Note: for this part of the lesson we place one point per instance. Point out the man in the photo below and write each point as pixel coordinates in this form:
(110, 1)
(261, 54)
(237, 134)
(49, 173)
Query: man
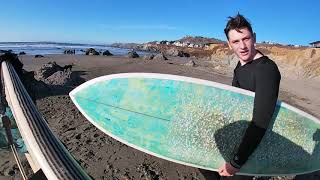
(254, 72)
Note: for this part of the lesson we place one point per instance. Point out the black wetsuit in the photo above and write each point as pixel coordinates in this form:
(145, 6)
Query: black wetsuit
(262, 77)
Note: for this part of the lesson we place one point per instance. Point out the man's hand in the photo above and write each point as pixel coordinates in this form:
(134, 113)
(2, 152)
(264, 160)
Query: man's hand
(227, 170)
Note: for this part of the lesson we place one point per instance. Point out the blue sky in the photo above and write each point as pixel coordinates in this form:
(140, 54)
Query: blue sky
(108, 21)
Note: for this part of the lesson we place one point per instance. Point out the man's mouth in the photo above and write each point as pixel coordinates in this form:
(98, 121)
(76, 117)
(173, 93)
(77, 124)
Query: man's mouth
(244, 53)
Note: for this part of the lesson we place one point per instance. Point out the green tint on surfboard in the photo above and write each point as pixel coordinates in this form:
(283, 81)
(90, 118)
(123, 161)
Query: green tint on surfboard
(196, 122)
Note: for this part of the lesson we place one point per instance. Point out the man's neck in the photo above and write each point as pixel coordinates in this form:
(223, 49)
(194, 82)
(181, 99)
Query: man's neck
(257, 55)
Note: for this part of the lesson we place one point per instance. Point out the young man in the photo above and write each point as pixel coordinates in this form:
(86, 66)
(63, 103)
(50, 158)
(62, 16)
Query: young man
(254, 72)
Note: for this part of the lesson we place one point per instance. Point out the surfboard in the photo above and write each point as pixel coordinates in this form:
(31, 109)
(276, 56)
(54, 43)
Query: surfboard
(197, 122)
(45, 151)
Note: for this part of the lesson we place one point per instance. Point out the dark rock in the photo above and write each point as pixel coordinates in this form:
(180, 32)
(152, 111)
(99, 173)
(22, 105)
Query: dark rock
(107, 53)
(38, 56)
(176, 52)
(132, 54)
(92, 52)
(191, 63)
(160, 56)
(69, 51)
(148, 57)
(5, 51)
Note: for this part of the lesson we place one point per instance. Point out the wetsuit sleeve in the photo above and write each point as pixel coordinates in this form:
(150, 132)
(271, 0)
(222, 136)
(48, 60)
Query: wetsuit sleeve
(235, 82)
(267, 80)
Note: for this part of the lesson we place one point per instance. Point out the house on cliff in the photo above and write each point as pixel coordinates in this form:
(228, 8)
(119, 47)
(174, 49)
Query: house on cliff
(315, 44)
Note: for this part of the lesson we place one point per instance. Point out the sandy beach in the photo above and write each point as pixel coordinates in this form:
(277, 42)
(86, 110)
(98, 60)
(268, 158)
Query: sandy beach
(105, 158)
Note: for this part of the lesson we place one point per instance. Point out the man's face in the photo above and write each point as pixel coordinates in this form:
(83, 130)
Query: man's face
(242, 43)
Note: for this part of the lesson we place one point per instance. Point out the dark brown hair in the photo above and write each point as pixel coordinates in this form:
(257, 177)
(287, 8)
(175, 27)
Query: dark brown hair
(236, 23)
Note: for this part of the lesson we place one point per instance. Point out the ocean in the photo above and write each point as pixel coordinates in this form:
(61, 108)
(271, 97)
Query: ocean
(43, 48)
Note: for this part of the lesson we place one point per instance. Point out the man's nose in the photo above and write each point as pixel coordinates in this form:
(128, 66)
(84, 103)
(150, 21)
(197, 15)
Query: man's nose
(242, 45)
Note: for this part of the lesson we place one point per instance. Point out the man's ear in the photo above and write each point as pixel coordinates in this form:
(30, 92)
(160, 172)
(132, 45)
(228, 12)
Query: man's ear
(229, 45)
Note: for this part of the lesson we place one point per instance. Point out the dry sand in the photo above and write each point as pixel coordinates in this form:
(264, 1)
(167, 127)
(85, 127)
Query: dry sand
(104, 158)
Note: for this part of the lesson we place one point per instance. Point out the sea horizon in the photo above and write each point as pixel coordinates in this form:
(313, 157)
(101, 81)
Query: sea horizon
(48, 47)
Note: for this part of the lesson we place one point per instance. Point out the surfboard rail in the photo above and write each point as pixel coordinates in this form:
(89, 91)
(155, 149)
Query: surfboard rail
(44, 147)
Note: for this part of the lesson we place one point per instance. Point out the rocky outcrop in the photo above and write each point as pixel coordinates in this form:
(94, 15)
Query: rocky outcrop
(53, 74)
(38, 56)
(191, 63)
(69, 51)
(148, 57)
(160, 57)
(132, 54)
(176, 52)
(107, 53)
(92, 52)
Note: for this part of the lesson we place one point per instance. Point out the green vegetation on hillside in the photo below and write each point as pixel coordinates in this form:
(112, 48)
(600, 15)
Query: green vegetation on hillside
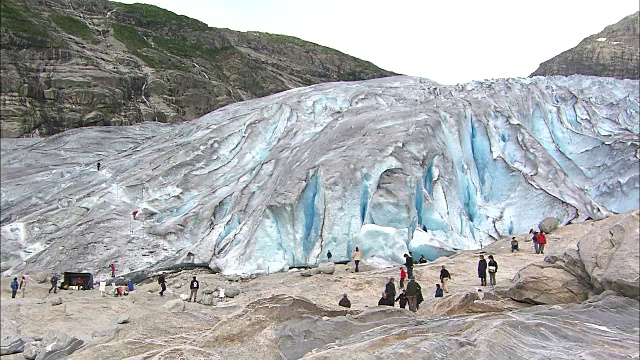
(74, 26)
(18, 19)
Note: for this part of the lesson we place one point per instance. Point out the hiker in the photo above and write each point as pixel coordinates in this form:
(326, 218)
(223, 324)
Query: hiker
(444, 278)
(514, 244)
(163, 285)
(14, 288)
(54, 284)
(403, 277)
(409, 265)
(534, 238)
(413, 289)
(357, 256)
(390, 289)
(482, 271)
(195, 285)
(493, 269)
(439, 292)
(402, 299)
(344, 302)
(542, 241)
(23, 285)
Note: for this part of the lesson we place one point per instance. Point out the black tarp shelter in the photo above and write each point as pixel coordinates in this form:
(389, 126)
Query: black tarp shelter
(71, 279)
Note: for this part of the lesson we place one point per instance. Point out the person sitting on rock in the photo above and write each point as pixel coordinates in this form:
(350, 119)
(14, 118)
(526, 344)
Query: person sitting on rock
(514, 244)
(402, 299)
(344, 302)
(439, 292)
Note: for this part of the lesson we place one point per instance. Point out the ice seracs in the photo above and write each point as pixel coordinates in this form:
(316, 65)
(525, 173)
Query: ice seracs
(388, 165)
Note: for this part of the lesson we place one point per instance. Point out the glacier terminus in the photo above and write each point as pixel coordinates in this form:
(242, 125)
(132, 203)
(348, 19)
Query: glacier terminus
(389, 165)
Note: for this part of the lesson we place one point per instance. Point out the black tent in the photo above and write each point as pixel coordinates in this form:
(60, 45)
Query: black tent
(71, 279)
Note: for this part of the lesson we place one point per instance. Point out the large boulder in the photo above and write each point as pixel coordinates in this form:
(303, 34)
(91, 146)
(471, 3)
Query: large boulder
(548, 225)
(545, 284)
(56, 345)
(11, 345)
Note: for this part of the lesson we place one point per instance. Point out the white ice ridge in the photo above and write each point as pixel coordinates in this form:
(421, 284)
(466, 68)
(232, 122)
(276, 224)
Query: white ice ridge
(389, 165)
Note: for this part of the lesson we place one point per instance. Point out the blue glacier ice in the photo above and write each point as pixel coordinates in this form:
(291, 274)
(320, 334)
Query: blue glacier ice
(390, 165)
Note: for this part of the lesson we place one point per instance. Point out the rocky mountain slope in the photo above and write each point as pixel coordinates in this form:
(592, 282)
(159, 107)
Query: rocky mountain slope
(68, 64)
(614, 52)
(582, 302)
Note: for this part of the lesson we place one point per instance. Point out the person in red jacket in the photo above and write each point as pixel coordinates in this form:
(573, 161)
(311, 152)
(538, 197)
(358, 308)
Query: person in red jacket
(542, 241)
(403, 277)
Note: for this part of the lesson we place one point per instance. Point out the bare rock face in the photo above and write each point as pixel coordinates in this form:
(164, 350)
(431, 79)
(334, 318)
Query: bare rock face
(612, 53)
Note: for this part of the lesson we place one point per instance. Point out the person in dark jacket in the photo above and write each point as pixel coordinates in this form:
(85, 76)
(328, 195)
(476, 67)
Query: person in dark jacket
(439, 292)
(390, 289)
(493, 269)
(482, 271)
(195, 285)
(344, 302)
(444, 278)
(402, 299)
(163, 284)
(54, 284)
(14, 287)
(413, 289)
(409, 264)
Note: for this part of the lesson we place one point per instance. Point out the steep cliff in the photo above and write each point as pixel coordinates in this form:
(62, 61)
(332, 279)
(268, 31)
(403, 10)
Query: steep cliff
(614, 52)
(68, 64)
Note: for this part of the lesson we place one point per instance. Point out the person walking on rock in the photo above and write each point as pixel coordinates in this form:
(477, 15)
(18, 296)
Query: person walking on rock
(195, 285)
(493, 269)
(23, 285)
(534, 238)
(402, 299)
(403, 277)
(54, 284)
(413, 289)
(344, 302)
(357, 256)
(542, 241)
(14, 288)
(163, 284)
(390, 289)
(408, 263)
(482, 271)
(444, 278)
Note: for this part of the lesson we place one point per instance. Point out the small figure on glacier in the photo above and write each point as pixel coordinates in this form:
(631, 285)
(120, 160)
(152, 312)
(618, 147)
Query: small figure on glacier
(357, 256)
(542, 241)
(402, 299)
(403, 277)
(482, 271)
(514, 245)
(344, 302)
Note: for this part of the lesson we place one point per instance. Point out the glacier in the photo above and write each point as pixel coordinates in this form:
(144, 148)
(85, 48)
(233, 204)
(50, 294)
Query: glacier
(390, 165)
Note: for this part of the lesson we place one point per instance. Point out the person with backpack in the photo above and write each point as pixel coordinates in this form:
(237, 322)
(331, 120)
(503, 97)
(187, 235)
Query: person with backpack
(14, 288)
(163, 285)
(542, 241)
(493, 269)
(444, 278)
(534, 238)
(195, 285)
(482, 271)
(402, 299)
(54, 284)
(403, 277)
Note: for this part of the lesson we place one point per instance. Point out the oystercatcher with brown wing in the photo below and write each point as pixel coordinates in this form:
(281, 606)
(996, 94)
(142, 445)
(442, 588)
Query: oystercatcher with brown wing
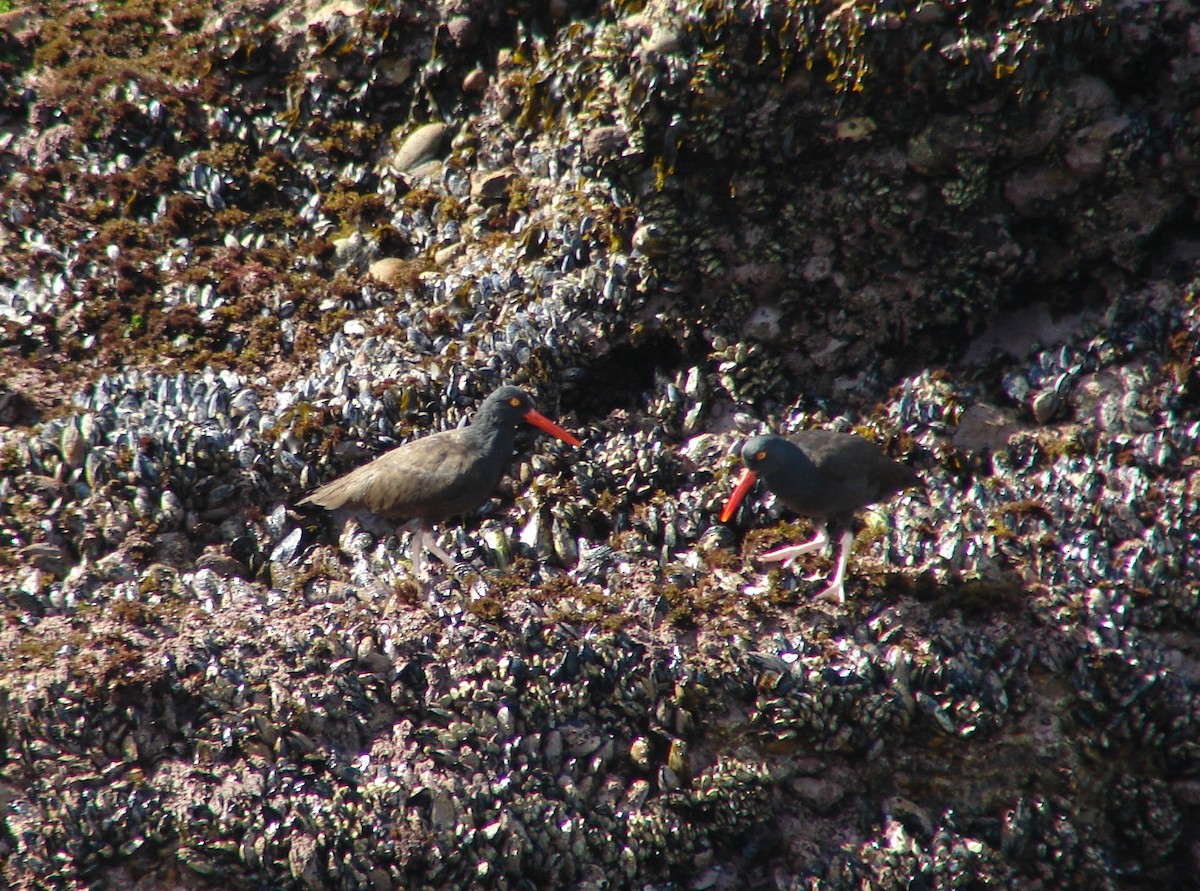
(825, 476)
(442, 474)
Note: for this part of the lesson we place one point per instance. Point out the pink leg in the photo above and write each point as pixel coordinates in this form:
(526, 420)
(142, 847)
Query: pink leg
(787, 555)
(423, 542)
(837, 590)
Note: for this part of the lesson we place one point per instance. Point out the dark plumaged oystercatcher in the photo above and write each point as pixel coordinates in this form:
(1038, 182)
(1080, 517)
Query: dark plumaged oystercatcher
(442, 474)
(825, 476)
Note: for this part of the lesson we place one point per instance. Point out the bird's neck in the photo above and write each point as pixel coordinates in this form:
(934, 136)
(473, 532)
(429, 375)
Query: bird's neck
(801, 480)
(492, 437)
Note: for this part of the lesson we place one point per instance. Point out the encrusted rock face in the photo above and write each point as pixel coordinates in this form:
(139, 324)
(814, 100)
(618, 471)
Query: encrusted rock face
(246, 247)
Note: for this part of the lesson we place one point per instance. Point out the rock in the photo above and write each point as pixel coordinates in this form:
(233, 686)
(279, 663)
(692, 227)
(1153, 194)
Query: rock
(423, 144)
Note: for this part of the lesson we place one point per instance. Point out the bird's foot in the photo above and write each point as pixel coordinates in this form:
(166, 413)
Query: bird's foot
(787, 555)
(834, 593)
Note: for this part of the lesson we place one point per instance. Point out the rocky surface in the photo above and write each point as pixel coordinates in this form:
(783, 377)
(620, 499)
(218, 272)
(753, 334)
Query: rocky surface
(247, 246)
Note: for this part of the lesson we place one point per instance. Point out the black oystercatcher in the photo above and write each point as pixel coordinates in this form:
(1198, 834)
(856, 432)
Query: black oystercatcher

★ ★ ★

* _What you are asked to do_
Copy out every line of the material in the stretch from the line containing "the bird's neck" through the end of the material. Scale only the numbers in the answer coordinates by 1.3, rounding each to a whole number with halves rounded up, and leave all other lines and numbers unchanged.

* _Expected answer_
Note: for this part of the lesson we place one point per instance. Point out the bird's neck in the photo above and write each point as pixel coordinates in this form:
(934, 136)
(473, 532)
(429, 375)
Query: bird's neck
(1041, 624)
(640, 568)
Note: for this part of the lesson we place one point per instance. Point out the encrusted rock face in the photo above and write each point as pixel coordinates in this form:
(139, 324)
(814, 100)
(618, 471)
Query: encrusted rock face
(320, 321)
Note: for this part of the lesson we place one point per instance. Point out the rock in the photo above and write each point as pixel coordinates in this form:
(233, 686)
(279, 663)
(692, 227)
(1153, 194)
Query: rock
(550, 187)
Note: for this part of the lesson we place one point per instance. Point out the bird's foot in the photo above and write each point as pixel coordinates in this form:
(166, 413)
Query: bird's foot
(1023, 722)
(1084, 771)
Note: for this part of the lesson we place one point per instance. Point out the rocky surface in the photo above and write each point as pixel coordinates in this form:
(783, 377)
(620, 499)
(218, 272)
(753, 334)
Query: rocky surface
(321, 320)
Note: for this part of the lesson we place one point per instance. Point out the black oystercatcher in the photo above and write each point as pixel coordinates in this form:
(1198, 834)
(856, 432)
Query: black oystercatcher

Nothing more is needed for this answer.